Naturally, with three people making different lists, there are going to people that are included by some but not all. When averaging people who were not ranked, we assigned each “NR” a total of 110. For example, if “Player B” was ranked 78, 92 and NR (110 would substitute the NR in the math), their average would be 93.33. Yes, it’s arbitrary, but we tried to find a number that wouldn’t sink a player for being unranked by one or two people but also didn’t give them a value relatively close to someone that was ranked. Feel free to complain in our emails.
We also have three people who are fans of three different teams — Mike is a Red Sox fan, Ben is a Yankees fan and Jorge is a Mets fan — so that also helps to eliminate bias. Oftentimes, we found out we were harder on the players from our own favorite teams than the other two.
There were a total of 115 people ranked by at least one person, but this is a list of the top 100, so let’s go through the honorable mentions: Eloy Jimenez, Jameson Taillon, Eduardo Escobar, Ramon Laureano, Corey Kluber, Eddie Rosario, Jonathan Villar, Mark Canha, Liam Hendricks, Luis Severino, Kenley Jansen, Chris Paddack, Sonny Gray, Eduardo Rodriguez and Mike Moustakas.
But now, onto those who did make the cut.
No. 100 — Zac Gallen: Mike 77, Ben NR, Jorge NR
Mike: I originally caught some flack for picking Mr. Gallen so highly, since he’s a relative unknown. However, after looking deeper you may understand why I think he can be something special. He has made just 15 MLB starts, splitting time with the Miami Marlins and Arizona Diamondbacks after a mid-season trade. Across 80 innings last year, he posted a 2.81 ERA and struck out 96 batters, while walking 36. He was worth 2.5 bWAR through essentially 40% of a season — projected out through 34 starts that is a 5.7 bWAR, which would be tied for eighth in pitcher bWAR in MLB. This kid’s good.
No. 99 — Corey Seager: Mike NR, Ben 77, Jorge NR
Mike: I have never been a huge proponent of Seager, hence me leaving him off the board. After struggling with injuries in 2018, Seager had a solid 2019. He led the National League in doubles with 44 and turned in 134 games for the Los Angeles Dodgers. His 3.3 bWAR was the 13th best among shortstops last season, but as a 25-year-old he still has room to grow. With the potent Dodgers lineup around him, he should be able to return to his 2017/2018 numbers once again.

[Pointing dataset excerpts]
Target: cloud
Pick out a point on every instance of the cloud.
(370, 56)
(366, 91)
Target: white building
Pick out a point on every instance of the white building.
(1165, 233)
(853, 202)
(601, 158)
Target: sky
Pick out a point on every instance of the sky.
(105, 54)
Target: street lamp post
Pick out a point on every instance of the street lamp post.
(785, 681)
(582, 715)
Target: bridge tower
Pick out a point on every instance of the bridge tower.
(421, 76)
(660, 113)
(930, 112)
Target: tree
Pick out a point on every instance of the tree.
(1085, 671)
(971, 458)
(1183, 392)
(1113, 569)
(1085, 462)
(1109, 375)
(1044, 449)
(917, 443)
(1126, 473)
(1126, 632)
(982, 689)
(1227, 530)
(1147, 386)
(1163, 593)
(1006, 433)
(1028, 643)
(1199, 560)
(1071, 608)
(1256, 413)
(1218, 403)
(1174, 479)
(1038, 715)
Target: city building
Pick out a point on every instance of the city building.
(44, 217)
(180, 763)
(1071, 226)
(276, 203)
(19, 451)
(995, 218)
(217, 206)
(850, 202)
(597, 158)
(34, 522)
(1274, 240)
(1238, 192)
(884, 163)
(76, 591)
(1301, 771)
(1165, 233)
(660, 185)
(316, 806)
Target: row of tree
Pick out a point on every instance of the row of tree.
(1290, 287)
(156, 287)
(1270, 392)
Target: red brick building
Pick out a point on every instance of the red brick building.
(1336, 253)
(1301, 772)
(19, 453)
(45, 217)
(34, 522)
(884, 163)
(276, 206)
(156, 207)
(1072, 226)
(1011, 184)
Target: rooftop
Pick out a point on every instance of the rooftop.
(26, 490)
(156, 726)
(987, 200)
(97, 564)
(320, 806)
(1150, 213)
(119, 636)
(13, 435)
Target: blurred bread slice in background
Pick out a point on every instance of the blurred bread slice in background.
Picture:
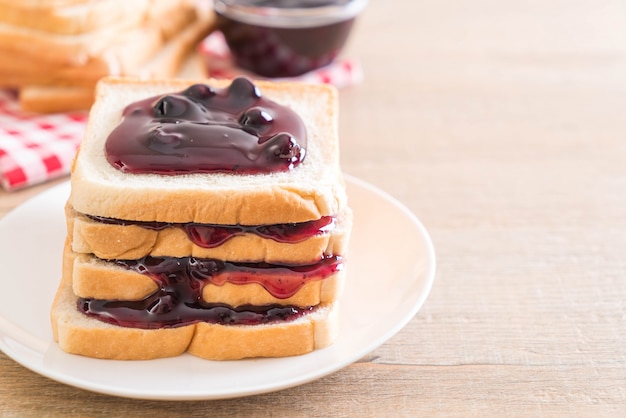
(56, 58)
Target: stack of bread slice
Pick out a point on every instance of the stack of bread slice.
(129, 238)
(54, 51)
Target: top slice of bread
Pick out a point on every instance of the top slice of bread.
(309, 191)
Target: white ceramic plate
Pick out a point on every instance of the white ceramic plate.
(391, 271)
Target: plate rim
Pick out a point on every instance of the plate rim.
(100, 387)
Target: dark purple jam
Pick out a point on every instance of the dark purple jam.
(206, 130)
(283, 52)
(178, 301)
(211, 236)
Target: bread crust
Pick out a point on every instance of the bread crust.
(311, 190)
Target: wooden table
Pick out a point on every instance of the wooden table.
(502, 126)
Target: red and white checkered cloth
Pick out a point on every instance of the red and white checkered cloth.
(35, 148)
(342, 72)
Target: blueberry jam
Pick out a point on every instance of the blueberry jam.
(206, 130)
(277, 38)
(178, 301)
(211, 236)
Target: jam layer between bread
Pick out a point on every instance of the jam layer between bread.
(178, 300)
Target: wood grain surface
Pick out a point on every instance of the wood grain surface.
(502, 126)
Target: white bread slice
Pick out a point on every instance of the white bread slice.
(111, 241)
(166, 63)
(78, 334)
(61, 49)
(313, 189)
(72, 18)
(125, 54)
(53, 99)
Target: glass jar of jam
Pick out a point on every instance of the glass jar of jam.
(284, 38)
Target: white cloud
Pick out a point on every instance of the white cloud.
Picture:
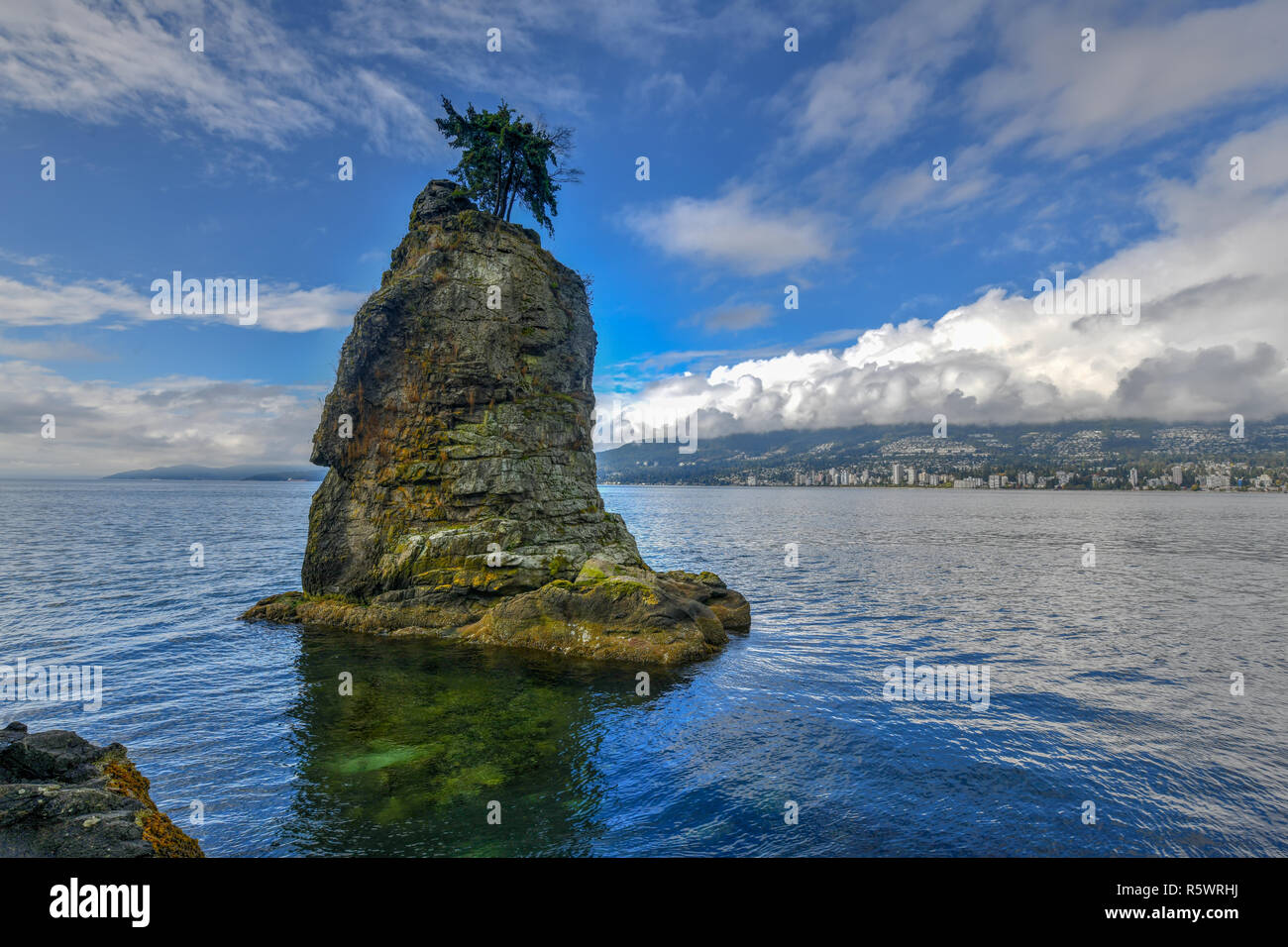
(1212, 338)
(256, 81)
(1142, 80)
(734, 232)
(286, 308)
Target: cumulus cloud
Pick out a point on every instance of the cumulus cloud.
(103, 427)
(734, 231)
(1211, 339)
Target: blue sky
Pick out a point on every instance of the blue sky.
(767, 169)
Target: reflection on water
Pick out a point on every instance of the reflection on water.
(1108, 684)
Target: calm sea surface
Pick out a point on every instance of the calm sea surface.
(1108, 684)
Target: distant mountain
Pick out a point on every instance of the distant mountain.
(1085, 447)
(240, 472)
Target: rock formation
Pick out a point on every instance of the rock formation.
(63, 796)
(462, 499)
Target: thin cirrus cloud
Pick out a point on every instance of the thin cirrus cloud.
(281, 308)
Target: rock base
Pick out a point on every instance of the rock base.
(63, 796)
(609, 612)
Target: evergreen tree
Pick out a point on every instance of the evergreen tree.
(506, 158)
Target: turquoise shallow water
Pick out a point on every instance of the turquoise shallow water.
(1108, 684)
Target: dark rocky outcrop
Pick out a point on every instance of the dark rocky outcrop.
(63, 796)
(464, 502)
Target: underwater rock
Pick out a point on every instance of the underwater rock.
(63, 796)
(462, 497)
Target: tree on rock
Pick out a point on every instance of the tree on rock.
(506, 158)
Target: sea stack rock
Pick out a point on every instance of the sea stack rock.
(462, 499)
(63, 796)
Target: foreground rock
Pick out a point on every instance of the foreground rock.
(63, 796)
(462, 496)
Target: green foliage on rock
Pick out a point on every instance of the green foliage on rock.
(506, 158)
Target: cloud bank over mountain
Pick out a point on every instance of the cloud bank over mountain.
(1211, 339)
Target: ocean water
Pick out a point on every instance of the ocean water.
(1108, 684)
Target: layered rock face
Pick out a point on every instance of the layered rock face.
(462, 496)
(63, 796)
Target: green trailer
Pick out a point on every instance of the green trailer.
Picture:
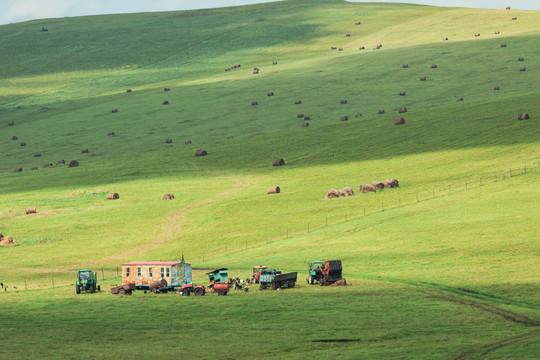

To be done:
1) In the baseball rankings text, what number was assigned to each "NR" when averaging players who were not ranked?
2) Translate this sentence from the baseball rankings text into Spanish: "He led the National League in doubles with 44 and turned in 134 games for the Los Angeles Dodgers."
3) Print the passage of the baseball rankings text starting at "There were a" and ending at "make the cut.".

Written answers:
1) Each "NR" was assigned a total of 110.

2) Lideró la Liga Nacional en dobles con 44 y disputó 134 juegos para los Dodgers de Los Ángeles.

3)
There were a total of 115 people ranked by at least one person, but this is a list of the top 100, so let’s go through the honorable mentions: Eloy Jimenez, Jameson Taillon, Eduardo Escobar, Ramon Laureano, Corey Kluber, Eddie Rosario, Jonathan Villar, Mark Canha, Liam Hendricks, Luis Severino, Kenley Jansen, Chris Paddack, Sonny Gray, Eduardo Rodriguez and Mike Moustakas.
But now, onto those who did make the cut.